Extract to read:
%%

Santiago is also served by Eulogio Sánchez Airport (ICAO: SCTB), a small, privately owned general aviation airport in the commune of La Reina. Peldehue airport in Colina is currently under construction and set to start operations in January 2019.[53]
Rail
Trains operated by Chile's national railway company, Empresa de los Ferrocarriles del Estado (EFE), connect Santiago to several cities in the south-central part of the country: Rancagua, San Fernando, Talca (connected to the coastal city of Constitución by a different train service), Linares and Chillán. All such trains arrive and depart from the Estación Central railway station (Central Station), which can be accessed by bus or subway.[54] The proposed Santiago–Valparaíso railway line would connect Santiago with Valparaíso in 45 minutes, and expansions of the commuter rail network to Melipilla and Batuco are under discussion.
Inter-urban buses
Bus companies provide passenger transportation from Santiago to most areas of the country as well as to foreign destinations, while some also provide parcel shipping and delivery services.
There are several bus terminals in Santiago:
- Terminal San Borja: located in Metro station "Estación Central." Provides buses to all destinations in Chile and to some towns around Santiago.
- Terminal Alameda: located in Metro station "Universidad de Santiago." Provides buses to all destinations in Chile.
- Terminal Santiago: located one block west of Terminal Alameda. Provides buses to all destinations in Chile as well as to destinations in most countries in South America, except Bolivia.
- Terrapuerto Los Héroes: located two blocks east of Metro station "Los Héroes." Provides buses to south of Chile and some northern cities, as well as Argentina (Mendoza and Buenos Aires) and Paraguay (Asunción).
- Terminal Pajaritos: located in Metro station "Pajaritos." Provides buses to the international airport, inter-regional services to Valparaíso, Viña del Mar and several other coastal cities and towns.
- Terminal La Cisterna: located in Metro station "La Cisterna." Provides buses to towns around southern Santiago, Viña del Mar, Temuco and Puerto Montt.
- Terminal La Paz: located about two blocks away from the fresh fruit and vegetables market "Vega Central;" the closest Metro station is "Puente Cal y Canto." It connects the rural areas north of Santiago.
Highways
A network of free flow toll highways connects the various areas of the city. They include the Vespucio Norte and Vespucio Sur highways, which surround the city completing a nearly full circle; Autopista Central, the section of the Pan American highway crossing the city from north to south, divided in two highways 3 km (2 mi) apart; and the Costanera Norte, running next to the Mapocho River and connecting the international airport with the downtown and with the wealthier areas of the city to the east, where it divides into two highways.
Other non-free flow toll roads connecting Santiago to other cities, include: Rutas del Pacífico (Ruta 68), the continuation of the Alameda Libertador General Bernardo O'Higgins Avenue to the west, provides direct access to Valparaíso and Viña del Mar; Autopista del Sol (Ruta 78), connects Melipilla and the port of San Antonio with the capital; Autopista Ruta del Maipo (a.k.a. "Acceso Sur") is an alternative to the Pan American highway to access the various localities south of Santiago; Autopista Los Libertadores provides access to the main border crossing to Argentina, via Colina and Los Andes; and Autopista Nororiente, which provides access to the suburban development known as Chicureo, north of the capital.

%%

Stated exercise: Please update the Santiago transport text from "- Terrapuerto Los" up to and including "cities and towns.", changing "Terrapuerto Los Héroes" to "Terminal Los Héroes", and write out that part in full. You will not need the material.

Point placement records
%%

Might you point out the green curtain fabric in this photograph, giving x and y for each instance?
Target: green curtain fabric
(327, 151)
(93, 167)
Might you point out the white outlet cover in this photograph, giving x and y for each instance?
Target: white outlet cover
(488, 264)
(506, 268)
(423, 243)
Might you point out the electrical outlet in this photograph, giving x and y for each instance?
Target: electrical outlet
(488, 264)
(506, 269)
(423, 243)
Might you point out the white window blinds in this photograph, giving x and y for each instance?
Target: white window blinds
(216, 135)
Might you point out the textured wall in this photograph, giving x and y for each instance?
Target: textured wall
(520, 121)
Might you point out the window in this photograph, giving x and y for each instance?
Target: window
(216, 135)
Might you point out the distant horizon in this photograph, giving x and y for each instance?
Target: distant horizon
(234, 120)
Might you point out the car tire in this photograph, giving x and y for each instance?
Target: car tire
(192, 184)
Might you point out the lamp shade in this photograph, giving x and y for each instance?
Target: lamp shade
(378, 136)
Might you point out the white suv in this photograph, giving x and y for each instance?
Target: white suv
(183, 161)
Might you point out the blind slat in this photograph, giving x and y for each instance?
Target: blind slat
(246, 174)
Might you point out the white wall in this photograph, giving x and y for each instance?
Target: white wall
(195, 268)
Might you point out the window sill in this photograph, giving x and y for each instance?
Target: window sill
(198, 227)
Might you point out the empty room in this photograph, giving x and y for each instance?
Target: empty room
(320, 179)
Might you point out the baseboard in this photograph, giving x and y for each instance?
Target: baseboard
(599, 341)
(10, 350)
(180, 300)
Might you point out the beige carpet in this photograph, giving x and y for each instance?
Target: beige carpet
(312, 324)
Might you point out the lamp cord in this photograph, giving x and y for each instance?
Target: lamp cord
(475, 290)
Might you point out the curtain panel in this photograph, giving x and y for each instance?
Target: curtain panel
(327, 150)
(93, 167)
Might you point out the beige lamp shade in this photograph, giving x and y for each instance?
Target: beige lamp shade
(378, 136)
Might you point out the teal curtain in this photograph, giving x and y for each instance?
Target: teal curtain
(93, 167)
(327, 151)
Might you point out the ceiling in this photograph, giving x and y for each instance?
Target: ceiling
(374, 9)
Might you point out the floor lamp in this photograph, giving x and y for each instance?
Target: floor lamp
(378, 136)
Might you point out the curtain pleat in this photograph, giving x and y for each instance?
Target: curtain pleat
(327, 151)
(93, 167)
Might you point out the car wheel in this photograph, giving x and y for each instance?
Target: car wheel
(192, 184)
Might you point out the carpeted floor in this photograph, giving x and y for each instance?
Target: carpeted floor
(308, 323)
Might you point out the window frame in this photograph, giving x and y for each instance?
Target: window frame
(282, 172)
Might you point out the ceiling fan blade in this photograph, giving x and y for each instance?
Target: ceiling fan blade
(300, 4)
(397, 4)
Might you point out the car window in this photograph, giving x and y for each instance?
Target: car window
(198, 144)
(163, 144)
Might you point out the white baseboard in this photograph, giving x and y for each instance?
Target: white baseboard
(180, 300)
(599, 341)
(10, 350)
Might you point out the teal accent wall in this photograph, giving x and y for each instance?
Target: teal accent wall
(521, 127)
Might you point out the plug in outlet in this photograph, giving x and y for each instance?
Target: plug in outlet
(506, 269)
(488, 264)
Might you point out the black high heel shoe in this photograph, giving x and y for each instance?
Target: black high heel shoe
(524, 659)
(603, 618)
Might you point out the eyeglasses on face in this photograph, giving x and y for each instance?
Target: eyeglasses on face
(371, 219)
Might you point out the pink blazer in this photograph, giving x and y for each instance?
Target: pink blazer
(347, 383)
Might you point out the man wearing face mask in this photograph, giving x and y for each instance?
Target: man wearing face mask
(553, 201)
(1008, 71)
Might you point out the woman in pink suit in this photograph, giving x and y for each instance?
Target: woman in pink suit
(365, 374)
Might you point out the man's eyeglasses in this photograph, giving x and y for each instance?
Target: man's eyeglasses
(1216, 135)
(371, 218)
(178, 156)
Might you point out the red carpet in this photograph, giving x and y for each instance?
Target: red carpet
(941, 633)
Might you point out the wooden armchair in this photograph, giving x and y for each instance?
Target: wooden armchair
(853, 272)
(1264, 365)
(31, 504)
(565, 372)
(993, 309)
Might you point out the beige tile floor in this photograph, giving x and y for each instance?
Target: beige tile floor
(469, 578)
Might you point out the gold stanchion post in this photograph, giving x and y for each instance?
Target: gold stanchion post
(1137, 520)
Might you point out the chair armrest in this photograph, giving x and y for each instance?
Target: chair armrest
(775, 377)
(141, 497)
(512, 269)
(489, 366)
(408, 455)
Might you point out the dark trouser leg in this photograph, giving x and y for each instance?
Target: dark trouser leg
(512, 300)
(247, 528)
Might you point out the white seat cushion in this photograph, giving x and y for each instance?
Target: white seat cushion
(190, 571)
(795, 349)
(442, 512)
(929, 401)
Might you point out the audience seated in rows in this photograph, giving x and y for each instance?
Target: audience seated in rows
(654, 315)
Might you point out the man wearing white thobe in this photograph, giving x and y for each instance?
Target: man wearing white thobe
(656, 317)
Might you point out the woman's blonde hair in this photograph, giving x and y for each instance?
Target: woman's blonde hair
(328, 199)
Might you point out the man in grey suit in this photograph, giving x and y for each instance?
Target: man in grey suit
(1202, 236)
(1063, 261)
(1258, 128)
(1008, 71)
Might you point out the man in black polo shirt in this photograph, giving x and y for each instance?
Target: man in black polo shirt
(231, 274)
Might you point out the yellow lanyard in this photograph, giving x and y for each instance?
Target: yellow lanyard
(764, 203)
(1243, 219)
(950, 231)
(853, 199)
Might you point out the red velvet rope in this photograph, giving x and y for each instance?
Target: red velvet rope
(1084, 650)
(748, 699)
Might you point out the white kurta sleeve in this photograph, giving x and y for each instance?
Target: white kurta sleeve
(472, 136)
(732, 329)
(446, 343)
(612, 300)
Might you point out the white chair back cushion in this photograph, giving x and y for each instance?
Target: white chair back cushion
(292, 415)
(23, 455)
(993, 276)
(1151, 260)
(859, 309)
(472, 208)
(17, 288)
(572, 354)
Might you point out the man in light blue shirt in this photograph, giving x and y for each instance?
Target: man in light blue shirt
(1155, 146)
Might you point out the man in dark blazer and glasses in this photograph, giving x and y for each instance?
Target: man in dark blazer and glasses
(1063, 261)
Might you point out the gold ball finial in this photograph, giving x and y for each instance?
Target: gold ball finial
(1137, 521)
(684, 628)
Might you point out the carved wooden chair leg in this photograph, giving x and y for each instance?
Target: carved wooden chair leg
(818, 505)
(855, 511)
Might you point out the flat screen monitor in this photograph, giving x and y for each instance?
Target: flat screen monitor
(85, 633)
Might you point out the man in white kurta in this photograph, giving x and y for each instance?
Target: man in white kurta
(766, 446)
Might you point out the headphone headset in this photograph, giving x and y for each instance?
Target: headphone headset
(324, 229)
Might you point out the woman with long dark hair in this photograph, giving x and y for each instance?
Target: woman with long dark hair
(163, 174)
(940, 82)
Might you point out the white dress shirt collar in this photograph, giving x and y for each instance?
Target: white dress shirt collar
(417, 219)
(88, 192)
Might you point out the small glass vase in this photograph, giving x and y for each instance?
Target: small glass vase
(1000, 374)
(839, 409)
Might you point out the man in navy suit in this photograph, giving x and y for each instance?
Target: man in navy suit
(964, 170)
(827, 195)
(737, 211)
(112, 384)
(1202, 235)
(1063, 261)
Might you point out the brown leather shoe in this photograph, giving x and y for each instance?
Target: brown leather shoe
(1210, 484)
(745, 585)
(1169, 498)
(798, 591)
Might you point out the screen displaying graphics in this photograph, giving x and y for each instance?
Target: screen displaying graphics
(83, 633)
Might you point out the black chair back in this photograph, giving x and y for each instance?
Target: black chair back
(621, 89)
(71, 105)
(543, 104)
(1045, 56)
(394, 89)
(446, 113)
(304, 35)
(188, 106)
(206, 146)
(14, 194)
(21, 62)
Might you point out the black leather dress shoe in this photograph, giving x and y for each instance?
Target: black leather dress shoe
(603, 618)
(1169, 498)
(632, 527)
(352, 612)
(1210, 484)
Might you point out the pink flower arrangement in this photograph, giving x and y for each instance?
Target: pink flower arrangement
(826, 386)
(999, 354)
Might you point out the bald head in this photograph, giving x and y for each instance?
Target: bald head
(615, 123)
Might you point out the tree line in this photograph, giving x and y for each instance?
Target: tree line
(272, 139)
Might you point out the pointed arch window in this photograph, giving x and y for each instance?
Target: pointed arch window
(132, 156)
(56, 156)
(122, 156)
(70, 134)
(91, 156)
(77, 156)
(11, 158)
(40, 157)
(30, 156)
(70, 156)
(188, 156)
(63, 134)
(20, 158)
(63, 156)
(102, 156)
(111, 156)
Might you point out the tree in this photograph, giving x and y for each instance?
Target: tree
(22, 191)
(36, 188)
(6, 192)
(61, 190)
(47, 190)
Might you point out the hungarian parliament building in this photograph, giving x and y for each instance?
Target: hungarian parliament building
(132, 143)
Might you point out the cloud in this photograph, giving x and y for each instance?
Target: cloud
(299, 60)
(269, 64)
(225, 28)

%%

Worked solution:
- Terminal Los Héroes: located two blocks east of Metro station "Los Héroes." Provides buses to south of Chile and some northern cities, as well as Argentina (Mendoza and Buenos Aires) and Paraguay (Asunción).
- Terminal Pajaritos: located in Metro station "Pajaritos." Provides buses to the international airport, inter-regional services to Valparaíso, Viña del Mar and several other coastal cities and towns.